*Task details:*
Please print the entries below verbatim, line by line, changing nothing.

(Excerpts from segmentation records)
------------------------

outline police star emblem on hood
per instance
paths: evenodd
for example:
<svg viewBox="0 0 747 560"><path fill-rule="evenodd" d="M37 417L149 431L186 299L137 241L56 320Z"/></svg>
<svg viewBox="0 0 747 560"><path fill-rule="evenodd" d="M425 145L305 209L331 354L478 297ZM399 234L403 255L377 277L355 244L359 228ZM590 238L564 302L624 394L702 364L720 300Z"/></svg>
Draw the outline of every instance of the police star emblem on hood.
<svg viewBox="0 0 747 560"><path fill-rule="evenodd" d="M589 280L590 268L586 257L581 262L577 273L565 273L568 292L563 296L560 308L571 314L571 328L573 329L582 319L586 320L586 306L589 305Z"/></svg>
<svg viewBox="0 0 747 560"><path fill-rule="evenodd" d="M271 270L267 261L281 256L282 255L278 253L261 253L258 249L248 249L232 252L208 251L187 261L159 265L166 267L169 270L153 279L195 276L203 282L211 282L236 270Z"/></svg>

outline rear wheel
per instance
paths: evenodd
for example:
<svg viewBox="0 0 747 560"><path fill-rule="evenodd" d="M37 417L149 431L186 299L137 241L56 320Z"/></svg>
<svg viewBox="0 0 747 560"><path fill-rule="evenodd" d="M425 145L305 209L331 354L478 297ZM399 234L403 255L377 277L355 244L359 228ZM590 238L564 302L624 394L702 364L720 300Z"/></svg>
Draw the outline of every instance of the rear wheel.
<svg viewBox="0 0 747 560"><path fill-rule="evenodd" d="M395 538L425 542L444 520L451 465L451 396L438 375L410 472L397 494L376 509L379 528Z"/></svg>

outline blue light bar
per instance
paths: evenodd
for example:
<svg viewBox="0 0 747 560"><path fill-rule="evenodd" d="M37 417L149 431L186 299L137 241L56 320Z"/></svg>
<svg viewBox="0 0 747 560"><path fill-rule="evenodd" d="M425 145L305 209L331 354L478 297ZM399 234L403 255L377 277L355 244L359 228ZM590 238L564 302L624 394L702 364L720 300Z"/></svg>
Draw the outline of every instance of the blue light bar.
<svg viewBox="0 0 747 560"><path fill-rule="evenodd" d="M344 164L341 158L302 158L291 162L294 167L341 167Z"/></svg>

------------------------

*Correct answer:*
outline police star emblem on hood
per instance
paths: evenodd
for example:
<svg viewBox="0 0 747 560"><path fill-rule="evenodd" d="M37 417L149 431L186 299L137 241L56 320Z"/></svg>
<svg viewBox="0 0 747 560"><path fill-rule="evenodd" d="M425 145L305 209L331 354L478 297ZM399 234L403 255L377 277L355 244L359 228ZM590 238L564 302L624 394L702 364L720 300Z"/></svg>
Draw the outline of every instance of the police star emblem on hood.
<svg viewBox="0 0 747 560"><path fill-rule="evenodd" d="M589 280L590 268L586 257L581 262L577 273L565 273L568 292L563 296L560 308L571 314L571 328L573 329L582 319L586 320L586 306L589 305Z"/></svg>
<svg viewBox="0 0 747 560"><path fill-rule="evenodd" d="M271 270L267 261L281 256L282 255L278 253L261 253L258 249L248 249L232 252L208 251L187 261L159 265L166 267L169 270L153 279L195 276L203 282L211 282L236 270Z"/></svg>

outline rear wheel
per instance
paths: evenodd
for example:
<svg viewBox="0 0 747 560"><path fill-rule="evenodd" d="M37 417L149 431L186 299L137 241L56 320Z"/></svg>
<svg viewBox="0 0 747 560"><path fill-rule="evenodd" d="M425 145L305 209L331 354L478 297ZM399 234L403 255L377 277L355 244L359 228ZM590 238L564 302L624 394L702 364L720 300Z"/></svg>
Draw the outline of every instance of the rear wheel.
<svg viewBox="0 0 747 560"><path fill-rule="evenodd" d="M395 538L425 542L444 520L451 465L451 396L438 375L410 472L397 494L376 509L379 528Z"/></svg>

outline blue light bar
per instance
paths: evenodd
for example:
<svg viewBox="0 0 747 560"><path fill-rule="evenodd" d="M37 417L149 431L186 299L137 241L56 320Z"/></svg>
<svg viewBox="0 0 747 560"><path fill-rule="evenodd" d="M425 145L305 209L331 354L478 297ZM399 234L403 255L377 277L355 244L359 228ZM590 238L564 302L624 394L702 364L720 300Z"/></svg>
Draw the outline of every instance of the blue light bar.
<svg viewBox="0 0 747 560"><path fill-rule="evenodd" d="M344 164L341 158L302 158L291 162L294 167L341 167Z"/></svg>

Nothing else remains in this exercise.